### Excerpt to read

★ ★ ★

Recently reshown by Anthology Film Archives, the avant-garde group headed by the film-maker Jonas Mekas, Lights Out in Europe, for which James Hilton provided the commentary, spoken by Fredric March, still impressed: "It has a stimulating energy and freshness," stated the historian Howard Mandelbaum. "Many documentaries are basically compilations of archive footage, but this was obviously specially shot material, beautifully photographed and edited and with a strong viewpoint."

Kline was always the first to credit the contribution made by his cameramen, writing some years later that Henri Cartier-Bresson (with whom he worked on a second film about the Spanish conflict, Return to Life, in 1938) and Alexander Hammid were two of the greatest talents he had ever worked with. "I've worked with James Wong Howe, Lee Garmes, Douglas Slocombe and other notable cameramen, and I would say they're all of the same level. Their eyes can do no wrong."

John Steinbeck provided the narrative (spoken by Burgess Meredith) for Kline's next production, The Forgotten Village (1940), shot in Santiago, Mexico, with Hackenschmied co-directing, photographing and editing. When shown at the Brussels World Film Festival in 1947 it won first prize as Best Feature Documentary.

The film depicted the struggle between superstitious ignorance and new ways of science. A young peasant tries to help a medical unit save his village from colitis caused by a poisoned well, but they are constantly hampered by the villagers, who are under the influence of the local Wise Woman. Finally driven out by his father, the peasant goes with the unit to Mexico City to study medicine, stating, "I must be a doctor and help save the lives of my people."

★ ★ ★

### Tasks to perform
#1 Say whether each statement agrees with the passage on Kline's documentaries, answering yes or no and quoting the deciding words.
(a) Fredric March spoke the commentary for Lights Out in Europe.
(b) The Forgotten Village was shot in Mexico City.
(c) The Forgotten Village won first prize at the Brussels World Film Festival in 1947.
#2 Please answer these questions from the passage on Kline's documentaries.
(a) Which film about the Spanish conflict did Kline make with Henri Cartier-Bresson?
(b) Who spoke John Steinbeck's narrative for The Forgotten Village?
(c) What caused the colitis in the village?
#3 Resume the passage on Kline's documentaries after its final sentence.
The records play no part in this work.

★ ★ ★

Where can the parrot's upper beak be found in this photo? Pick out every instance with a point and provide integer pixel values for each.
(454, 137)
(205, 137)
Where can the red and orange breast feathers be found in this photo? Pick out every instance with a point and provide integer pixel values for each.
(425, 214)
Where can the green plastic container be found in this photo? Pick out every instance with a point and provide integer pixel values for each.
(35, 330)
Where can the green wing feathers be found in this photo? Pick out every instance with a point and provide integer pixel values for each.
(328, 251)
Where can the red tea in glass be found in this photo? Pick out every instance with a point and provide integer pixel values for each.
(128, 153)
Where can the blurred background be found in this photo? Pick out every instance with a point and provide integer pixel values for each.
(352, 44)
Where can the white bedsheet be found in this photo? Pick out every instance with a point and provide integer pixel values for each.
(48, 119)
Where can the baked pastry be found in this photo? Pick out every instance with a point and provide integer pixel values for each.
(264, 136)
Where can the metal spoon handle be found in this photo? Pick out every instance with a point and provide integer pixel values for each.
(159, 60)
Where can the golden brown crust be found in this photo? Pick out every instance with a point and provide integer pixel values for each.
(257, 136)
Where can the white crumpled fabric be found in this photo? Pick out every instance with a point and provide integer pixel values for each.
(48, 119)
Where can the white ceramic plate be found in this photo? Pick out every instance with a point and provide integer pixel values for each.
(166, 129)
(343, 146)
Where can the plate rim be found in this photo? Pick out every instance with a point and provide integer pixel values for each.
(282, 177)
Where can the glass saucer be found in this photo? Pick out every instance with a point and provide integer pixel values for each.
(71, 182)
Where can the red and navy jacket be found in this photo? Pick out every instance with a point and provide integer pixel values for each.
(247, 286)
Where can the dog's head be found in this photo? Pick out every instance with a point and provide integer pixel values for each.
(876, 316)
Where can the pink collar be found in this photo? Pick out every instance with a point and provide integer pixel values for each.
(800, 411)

★ ★ ★

### Task answers
#1
(a) Yes: "for which James Hilton provided the commentary, spoken by Fredric March"
(b) No: "shot in Santiago, Mexico"
(c) Yes: "When shown at the Brussels World Film Festival in 1947 it won first prize as Best Feature Documentary"

#2
(a) Return to Life (1938)
(b) Burgess Meredith
(c) A poisoned well

#3
"The working method was very simple and yet required great patience," said Steinbeck:

A very elastic story was written. Then the crew moved into the village, made friends, talked and listened. The story was simple: too many children die - why is that and what is done about it, both by the villagers and by the government? What we found was dramatic - the clash of a medicine and magic that was old when the Aztecs invaded the plateau with a modern medicine that is as young as a living man.

The film writer Roger Manvell described it as "a minor masterpiece". He wrote:

The photography is bright with the harsh sunlight and the contrasting shadows of black foregrounds of cacti and village walls . . . The film is full of beautiful and expressive close-ups: the mother who smiles with her shawled head tilted, the friendly simplicity of the father, joyful at the birth of more children, as he wipes the sweat and the flies from his face. When his son dies an unforgettable shot turns from the villagers dancing before the funeral to the still face of the mother, resigned in fatalistic sadness.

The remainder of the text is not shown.